Required work - Write out the entries word for word, starting at the very beginning and ending with the line that contains "POLYGON ((5 1, 0", and leave the pictures out of your copy.

Material for this exercise -
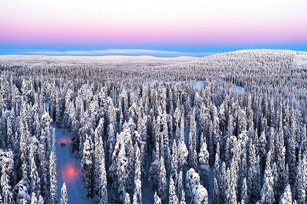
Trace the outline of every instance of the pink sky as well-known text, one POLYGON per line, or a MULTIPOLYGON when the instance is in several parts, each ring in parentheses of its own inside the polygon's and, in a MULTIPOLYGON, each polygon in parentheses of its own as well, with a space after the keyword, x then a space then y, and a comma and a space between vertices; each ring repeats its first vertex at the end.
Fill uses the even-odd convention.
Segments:
POLYGON ((5 1, 0 45, 197 46, 210 51, 206 47, 307 44, 306 1, 5 1))

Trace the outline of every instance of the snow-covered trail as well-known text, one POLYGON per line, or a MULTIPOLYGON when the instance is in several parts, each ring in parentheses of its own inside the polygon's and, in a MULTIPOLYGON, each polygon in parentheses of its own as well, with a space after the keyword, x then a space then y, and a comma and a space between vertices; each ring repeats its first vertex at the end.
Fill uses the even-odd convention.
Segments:
MULTIPOLYGON (((52 127, 55 127, 52 126, 52 127)), ((82 180, 84 173, 81 170, 80 159, 75 159, 72 153, 71 133, 64 134, 63 129, 56 129, 56 180, 58 187, 58 203, 60 203, 61 189, 65 182, 67 191, 68 203, 83 204, 94 203, 93 199, 86 198, 86 189, 82 180), (62 142, 65 146, 61 146, 62 142)))

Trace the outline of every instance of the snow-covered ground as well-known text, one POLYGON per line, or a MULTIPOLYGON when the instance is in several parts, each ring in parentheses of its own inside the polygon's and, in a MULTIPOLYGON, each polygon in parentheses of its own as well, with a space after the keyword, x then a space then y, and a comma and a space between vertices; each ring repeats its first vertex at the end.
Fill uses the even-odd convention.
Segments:
MULTIPOLYGON (((53 128, 55 127, 54 125, 52 126, 53 128)), ((68 203, 95 203, 94 199, 88 199, 86 197, 86 189, 84 188, 82 178, 85 173, 82 172, 79 159, 75 159, 75 172, 73 161, 74 158, 71 145, 71 133, 64 134, 63 129, 56 128, 58 203, 60 203, 61 188, 65 182, 67 190, 68 203), (65 143, 65 147, 61 146, 62 142, 65 143)))

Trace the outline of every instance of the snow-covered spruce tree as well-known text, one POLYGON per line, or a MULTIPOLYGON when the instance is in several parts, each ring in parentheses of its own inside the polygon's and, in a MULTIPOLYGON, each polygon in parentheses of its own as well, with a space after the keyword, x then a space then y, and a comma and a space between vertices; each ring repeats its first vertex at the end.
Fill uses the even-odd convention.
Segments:
POLYGON ((190 168, 187 172, 187 184, 186 186, 187 196, 188 199, 192 199, 193 189, 195 186, 200 185, 199 176, 193 169, 190 168))
POLYGON ((250 202, 253 203, 256 201, 259 197, 258 189, 260 183, 257 182, 257 179, 260 175, 258 175, 256 168, 257 163, 258 162, 255 153, 255 145, 251 142, 249 148, 249 159, 248 165, 247 173, 247 195, 250 202))
POLYGON ((230 168, 227 168, 226 180, 229 183, 225 193, 225 200, 228 204, 234 204, 237 203, 236 189, 238 172, 239 170, 238 160, 239 151, 240 144, 236 140, 235 137, 233 137, 233 156, 231 160, 230 168))
POLYGON ((213 184, 213 196, 212 197, 212 204, 220 204, 220 192, 219 186, 217 184, 217 180, 214 178, 213 184))
POLYGON ((136 144, 135 165, 134 169, 134 204, 141 204, 142 202, 142 183, 141 176, 141 156, 140 149, 136 144), (135 201, 134 197, 135 196, 135 201))
POLYGON ((247 185, 246 184, 246 178, 244 178, 241 187, 241 195, 240 196, 241 204, 247 203, 248 202, 247 185))
POLYGON ((65 183, 63 183, 63 185, 61 189, 61 204, 67 204, 67 191, 66 189, 65 183))
POLYGON ((32 193, 32 196, 31 197, 31 204, 37 204, 37 198, 35 192, 32 193))
POLYGON ((186 204, 185 202, 185 194, 184 190, 181 191, 181 200, 179 202, 180 204, 186 204))
MULTIPOLYGON (((100 149, 99 154, 99 164, 100 170, 99 175, 100 187, 98 195, 100 198, 99 203, 102 204, 106 204, 108 203, 108 194, 107 191, 107 172, 106 171, 104 151, 103 150, 103 140, 100 136, 99 139, 99 145, 98 148, 100 149)), ((96 195, 96 196, 97 196, 96 195)))
POLYGON ((45 155, 45 145, 39 145, 40 168, 39 175, 41 179, 41 194, 44 200, 48 200, 48 187, 47 181, 47 161, 45 155))
POLYGON ((208 204, 208 193, 206 189, 201 185, 194 187, 191 204, 208 204))
POLYGON ((191 115, 190 119, 190 132, 188 137, 188 165, 189 167, 195 169, 193 160, 194 157, 194 150, 196 148, 196 124, 195 121, 195 111, 193 111, 191 115))
POLYGON ((11 151, 3 152, 0 149, 0 165, 1 168, 1 183, 2 199, 5 203, 14 204, 14 202, 10 185, 14 174, 14 160, 11 151))
POLYGON ((216 179, 218 183, 220 182, 220 166, 221 160, 220 159, 220 142, 216 145, 216 152, 215 154, 215 162, 214 163, 214 178, 216 179))
MULTIPOLYGON (((100 154, 102 150, 99 149, 99 138, 101 136, 102 134, 103 134, 103 118, 100 119, 98 125, 95 130, 95 134, 94 136, 95 147, 94 155, 95 158, 94 180, 95 183, 95 192, 96 195, 98 194, 99 189, 100 188, 99 177, 101 173, 99 168, 100 162, 100 154)), ((103 141, 101 142, 103 142, 103 141)), ((102 149, 103 149, 103 148, 102 149)), ((103 151, 104 152, 104 150, 103 151)))
POLYGON ((9 117, 7 118, 7 149, 13 150, 15 146, 15 140, 14 138, 14 135, 12 130, 12 125, 11 124, 11 120, 9 117))
POLYGON ((182 175, 182 172, 181 171, 178 174, 177 179, 175 180, 176 182, 175 184, 176 192, 177 193, 177 197, 178 197, 179 200, 182 199, 181 197, 182 194, 182 191, 184 189, 183 187, 182 187, 183 179, 183 176, 182 175))
POLYGON ((178 169, 178 160, 177 156, 178 153, 176 139, 174 140, 173 143, 172 152, 172 162, 171 163, 169 174, 170 177, 175 178, 177 177, 178 169))
POLYGON ((201 145, 198 155, 198 172, 204 182, 204 186, 209 190, 209 153, 207 150, 207 145, 204 141, 201 145))
POLYGON ((161 199, 159 197, 159 196, 157 195, 157 191, 154 193, 154 204, 161 204, 161 199))
POLYGON ((45 203, 44 202, 44 199, 43 197, 40 195, 38 197, 38 204, 44 204, 45 203))
MULTIPOLYGON (((52 136, 53 137, 53 136, 52 136)), ((31 145, 30 146, 30 153, 29 154, 30 160, 30 178, 31 180, 31 190, 34 192, 36 197, 41 194, 41 179, 38 177, 38 174, 37 170, 36 164, 34 160, 34 146, 36 137, 33 135, 31 139, 31 145)), ((37 148, 37 147, 36 147, 37 148)))
POLYGON ((291 203, 292 202, 292 194, 290 185, 288 184, 285 188, 284 193, 280 196, 280 204, 291 203))
POLYGON ((305 187, 307 184, 307 155, 305 154, 302 159, 300 159, 299 158, 297 166, 297 179, 296 180, 296 192, 297 203, 303 204, 305 203, 306 199, 305 187))
POLYGON ((176 204, 178 203, 178 198, 176 195, 176 192, 175 191, 174 180, 171 177, 169 180, 169 204, 176 204))
POLYGON ((51 151, 50 155, 50 203, 55 204, 57 202, 56 198, 56 157, 55 150, 51 151))
POLYGON ((83 156, 81 161, 81 167, 85 170, 85 184, 84 187, 87 189, 87 197, 92 198, 94 190, 94 177, 93 175, 93 157, 94 145, 91 137, 85 134, 85 141, 83 145, 83 156))
POLYGON ((166 172, 164 167, 164 161, 163 157, 160 159, 160 171, 159 173, 159 187, 158 192, 160 197, 162 204, 166 203, 166 172))
POLYGON ((185 143, 185 123, 183 116, 181 117, 180 123, 180 137, 178 141, 178 167, 180 169, 182 169, 183 174, 185 174, 184 168, 184 165, 188 161, 188 152, 187 146, 185 143))
POLYGON ((273 190, 274 180, 270 167, 270 152, 269 151, 263 175, 263 185, 260 191, 260 200, 257 203, 259 204, 273 204, 275 201, 273 190))
POLYGON ((130 196, 128 193, 126 193, 126 196, 125 197, 125 200, 124 201, 123 203, 124 204, 131 204, 131 203, 130 196))

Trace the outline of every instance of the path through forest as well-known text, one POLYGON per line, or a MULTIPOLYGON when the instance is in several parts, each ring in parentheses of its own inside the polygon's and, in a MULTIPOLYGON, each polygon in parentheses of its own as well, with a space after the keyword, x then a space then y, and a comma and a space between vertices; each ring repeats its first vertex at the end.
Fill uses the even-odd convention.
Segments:
MULTIPOLYGON (((54 125, 52 126, 55 127, 54 125)), ((79 159, 75 159, 76 172, 73 160, 74 154, 72 153, 71 133, 63 133, 62 129, 56 128, 56 180, 58 187, 57 195, 58 203, 60 203, 61 189, 65 183, 67 190, 68 203, 83 204, 94 203, 93 199, 86 198, 86 189, 84 189, 83 182, 84 173, 81 170, 79 159), (61 146, 61 143, 65 143, 65 146, 61 146)))

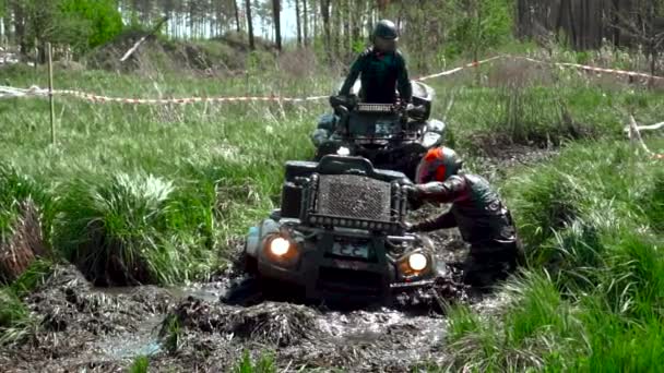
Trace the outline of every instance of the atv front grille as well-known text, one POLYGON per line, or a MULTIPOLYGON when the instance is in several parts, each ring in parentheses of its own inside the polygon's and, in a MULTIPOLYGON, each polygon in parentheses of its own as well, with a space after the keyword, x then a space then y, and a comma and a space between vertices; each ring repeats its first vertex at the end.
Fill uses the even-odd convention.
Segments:
POLYGON ((345 296, 378 297, 383 291, 380 274, 365 270, 320 267, 317 288, 345 296))
POLYGON ((317 215, 390 221, 390 183, 357 175, 321 175, 317 215))

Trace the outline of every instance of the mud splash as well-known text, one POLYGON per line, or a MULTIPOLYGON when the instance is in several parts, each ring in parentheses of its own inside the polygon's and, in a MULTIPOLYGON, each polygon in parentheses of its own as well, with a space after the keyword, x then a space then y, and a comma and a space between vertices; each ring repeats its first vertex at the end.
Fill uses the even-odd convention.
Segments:
POLYGON ((123 372, 149 356, 157 371, 208 372, 228 371, 249 351, 272 354, 280 371, 402 372, 444 359, 440 314, 270 301, 234 306, 220 302, 228 284, 97 289, 74 266, 57 267, 24 299, 37 326, 0 351, 0 364, 5 372, 123 372), (167 328, 159 335, 169 316, 179 322, 175 346, 167 328))

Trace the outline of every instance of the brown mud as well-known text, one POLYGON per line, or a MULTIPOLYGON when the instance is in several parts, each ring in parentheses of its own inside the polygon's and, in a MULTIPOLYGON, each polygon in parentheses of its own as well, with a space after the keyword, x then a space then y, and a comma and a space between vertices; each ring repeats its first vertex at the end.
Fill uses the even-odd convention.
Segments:
MULTIPOLYGON (((424 208, 413 218, 435 213, 424 208)), ((500 293, 483 294, 460 282, 456 268, 467 249, 458 233, 431 238, 444 248, 440 260, 452 269, 435 288, 440 299, 482 313, 499 311, 506 301, 500 293)), ((431 306, 343 311, 270 300, 249 306, 221 302, 238 275, 229 269, 186 287, 109 289, 94 288, 74 266, 58 266, 23 299, 35 326, 20 344, 0 348, 0 366, 126 372, 137 357, 149 356, 150 371, 226 372, 248 351, 271 356, 280 372, 404 372, 448 357, 446 318, 431 306)))

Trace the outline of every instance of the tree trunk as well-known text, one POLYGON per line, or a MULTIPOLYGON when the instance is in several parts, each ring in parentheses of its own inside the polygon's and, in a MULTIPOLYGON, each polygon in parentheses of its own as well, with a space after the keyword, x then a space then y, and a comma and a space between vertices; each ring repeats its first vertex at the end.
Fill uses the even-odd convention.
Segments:
POLYGON ((15 41, 21 47, 21 53, 27 56, 27 40, 25 38, 25 10, 20 1, 14 2, 14 31, 15 41))
POLYGON ((282 50, 282 22, 281 22, 281 1, 272 0, 272 15, 274 16, 274 39, 276 50, 282 50))
POLYGON ((303 36, 305 38, 305 47, 309 46, 309 13, 307 12, 307 1, 303 0, 303 36))
MULTIPOLYGON (((305 1, 306 2, 306 1, 305 1)), ((295 0, 295 27, 297 27, 297 46, 303 46, 303 32, 299 13, 299 0, 295 0)))
POLYGON ((235 13, 235 31, 239 33, 242 28, 240 27, 240 11, 237 7, 237 0, 233 0, 233 12, 235 13))
POLYGON ((332 39, 330 34, 330 0, 320 0, 320 13, 323 19, 323 44, 325 46, 325 49, 328 50, 328 55, 332 57, 332 39))
POLYGON ((336 0, 332 4, 332 27, 333 32, 333 45, 334 55, 339 58, 341 56, 341 0, 336 0))
POLYGON ((254 50, 256 45, 253 44, 253 20, 251 17, 251 0, 245 0, 247 7, 247 31, 249 33, 249 49, 254 50))

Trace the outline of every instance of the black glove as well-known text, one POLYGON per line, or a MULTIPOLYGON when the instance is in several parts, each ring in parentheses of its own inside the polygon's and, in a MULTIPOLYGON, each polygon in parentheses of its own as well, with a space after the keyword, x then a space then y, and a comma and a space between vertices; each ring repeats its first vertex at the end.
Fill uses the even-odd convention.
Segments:
POLYGON ((406 193, 410 209, 422 207, 424 201, 422 200, 422 191, 417 186, 413 184, 403 185, 403 192, 406 193))

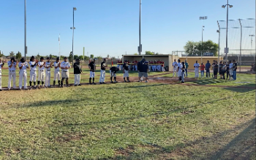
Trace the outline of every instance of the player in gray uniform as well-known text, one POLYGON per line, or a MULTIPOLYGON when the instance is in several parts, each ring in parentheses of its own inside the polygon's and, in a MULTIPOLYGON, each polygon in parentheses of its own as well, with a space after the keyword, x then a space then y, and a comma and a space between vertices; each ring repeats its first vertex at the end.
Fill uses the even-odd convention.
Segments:
POLYGON ((11 89, 11 82, 12 78, 13 88, 16 87, 16 67, 18 63, 14 57, 12 57, 10 61, 8 61, 9 68, 9 81, 8 81, 8 90, 11 89))
POLYGON ((1 68, 4 67, 4 63, 1 62, 0 58, 0 91, 1 91, 1 68))
POLYGON ((54 80, 53 80, 53 87, 55 86, 56 79, 58 79, 59 87, 61 87, 61 79, 59 73, 59 68, 61 68, 61 63, 59 62, 59 57, 56 58, 56 61, 53 63, 54 65, 54 80))
POLYGON ((42 87, 45 87, 45 66, 44 57, 40 57, 40 62, 38 62, 38 88, 40 88, 40 81, 42 81, 42 87))
POLYGON ((53 68, 53 63, 50 62, 50 57, 47 57, 47 61, 45 63, 45 87, 50 87, 50 68, 53 68))
POLYGON ((34 81, 34 88, 37 87, 36 82, 37 82, 37 61, 34 60, 34 57, 32 56, 30 58, 29 65, 30 65, 30 80, 29 80, 29 86, 30 89, 32 89, 32 81, 34 81))

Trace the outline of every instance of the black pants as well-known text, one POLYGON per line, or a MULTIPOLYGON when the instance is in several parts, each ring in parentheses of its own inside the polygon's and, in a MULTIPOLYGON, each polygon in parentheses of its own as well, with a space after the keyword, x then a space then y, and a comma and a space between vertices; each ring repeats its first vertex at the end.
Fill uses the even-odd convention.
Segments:
POLYGON ((210 70, 209 69, 206 70, 206 77, 210 77, 210 70))

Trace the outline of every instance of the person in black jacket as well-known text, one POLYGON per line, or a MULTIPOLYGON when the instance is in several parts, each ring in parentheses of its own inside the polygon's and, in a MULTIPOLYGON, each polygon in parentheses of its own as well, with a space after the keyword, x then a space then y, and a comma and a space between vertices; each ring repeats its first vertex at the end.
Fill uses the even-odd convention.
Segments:
POLYGON ((110 80, 111 80, 111 83, 117 83, 118 81, 116 81, 116 72, 119 71, 119 68, 118 68, 117 67, 111 67, 110 68, 110 80), (112 81, 112 77, 114 77, 115 81, 113 82, 112 81))
POLYGON ((80 86, 80 74, 83 73, 81 65, 80 65, 80 60, 76 59, 74 63, 74 76, 75 76, 75 86, 80 86))

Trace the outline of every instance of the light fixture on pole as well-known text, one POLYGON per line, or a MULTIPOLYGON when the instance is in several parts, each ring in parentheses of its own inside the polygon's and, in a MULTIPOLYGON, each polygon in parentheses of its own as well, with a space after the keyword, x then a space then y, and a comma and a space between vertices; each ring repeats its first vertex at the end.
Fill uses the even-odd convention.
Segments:
POLYGON ((139 55, 140 55, 142 52, 142 45, 141 45, 141 39, 140 39, 140 15, 141 15, 141 0, 140 0, 140 20, 139 20, 139 47, 138 47, 138 51, 139 55))
POLYGON ((222 8, 225 8, 227 7, 227 30, 226 30, 226 48, 225 49, 225 52, 226 53, 226 62, 227 62, 227 53, 228 53, 228 48, 227 48, 227 27, 228 27, 228 7, 232 8, 233 5, 230 5, 228 4, 228 0, 227 4, 222 5, 222 8))
POLYGON ((72 40, 72 64, 74 65, 74 12, 77 9, 77 8, 73 7, 73 27, 70 27, 70 29, 73 31, 72 40))
MULTIPOLYGON (((252 55, 252 37, 253 36, 255 36, 255 35, 254 34, 251 34, 251 35, 249 35, 249 36, 251 37, 251 55, 252 55)), ((253 56, 253 63, 255 63, 255 54, 253 54, 254 56, 253 56)))
POLYGON ((26 55, 27 52, 26 47, 26 0, 24 0, 24 57, 26 60, 26 55))
MULTIPOLYGON (((199 17, 199 20, 202 20, 202 49, 203 49, 203 31, 204 31, 204 28, 205 28, 205 26, 203 25, 203 20, 207 20, 207 16, 204 16, 204 17, 199 17)), ((201 51, 201 63, 202 63, 202 61, 203 61, 203 57, 202 57, 202 56, 203 56, 203 52, 202 52, 203 51, 201 51)))

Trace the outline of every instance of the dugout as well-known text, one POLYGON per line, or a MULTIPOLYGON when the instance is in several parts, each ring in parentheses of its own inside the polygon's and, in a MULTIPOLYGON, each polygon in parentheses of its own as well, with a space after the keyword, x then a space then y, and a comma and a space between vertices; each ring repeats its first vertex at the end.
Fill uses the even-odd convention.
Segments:
MULTIPOLYGON (((194 69, 194 64, 195 63, 195 61, 197 60, 197 63, 201 65, 201 60, 202 63, 203 63, 205 65, 207 63, 207 60, 210 61, 210 63, 212 64, 214 60, 218 61, 218 57, 178 57, 181 60, 181 62, 185 62, 187 60, 187 63, 189 63, 189 68, 188 69, 194 69)), ((223 60, 223 57, 219 57, 219 62, 223 60)))
POLYGON ((124 60, 129 60, 130 62, 133 61, 140 61, 143 58, 145 58, 146 61, 151 60, 162 60, 165 63, 164 67, 168 66, 168 71, 173 71, 172 63, 174 59, 178 60, 178 57, 172 55, 122 55, 122 62, 124 60))

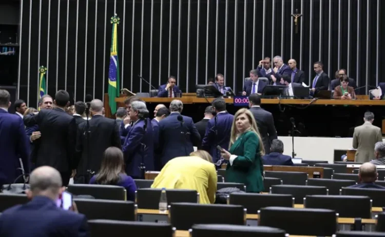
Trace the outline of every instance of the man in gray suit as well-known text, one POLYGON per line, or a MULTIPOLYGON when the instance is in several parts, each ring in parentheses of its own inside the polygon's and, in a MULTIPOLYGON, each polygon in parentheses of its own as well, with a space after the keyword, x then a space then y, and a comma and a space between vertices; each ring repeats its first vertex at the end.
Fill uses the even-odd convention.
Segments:
POLYGON ((353 148, 357 149, 356 162, 368 162, 374 157, 374 145, 377 142, 382 141, 381 129, 373 125, 374 114, 365 112, 363 125, 354 129, 353 148))

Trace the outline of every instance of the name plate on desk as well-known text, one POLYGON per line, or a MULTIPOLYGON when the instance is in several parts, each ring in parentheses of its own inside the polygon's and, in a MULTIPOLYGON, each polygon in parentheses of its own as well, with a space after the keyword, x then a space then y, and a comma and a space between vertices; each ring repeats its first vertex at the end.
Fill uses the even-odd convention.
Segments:
POLYGON ((234 96, 234 106, 248 106, 248 96, 234 96))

Result -
Trace the outline of every instance of the pink sky as well-known text, one POLYGON per line, or a MULTIPOLYGON when the instance is in several parts, each ring in parentheses of its own inside the polygon's and, in a MULTIPOLYGON, each polygon in parentheses of its own as well, with a space after the keyword, x then a space then y, and a comma and a space between vertices; each ring repeats its first vertex at the end.
Fill uses the even-odd convention.
Segments:
POLYGON ((5 1, 0 45, 197 46, 210 51, 206 47, 307 44, 306 1, 5 1))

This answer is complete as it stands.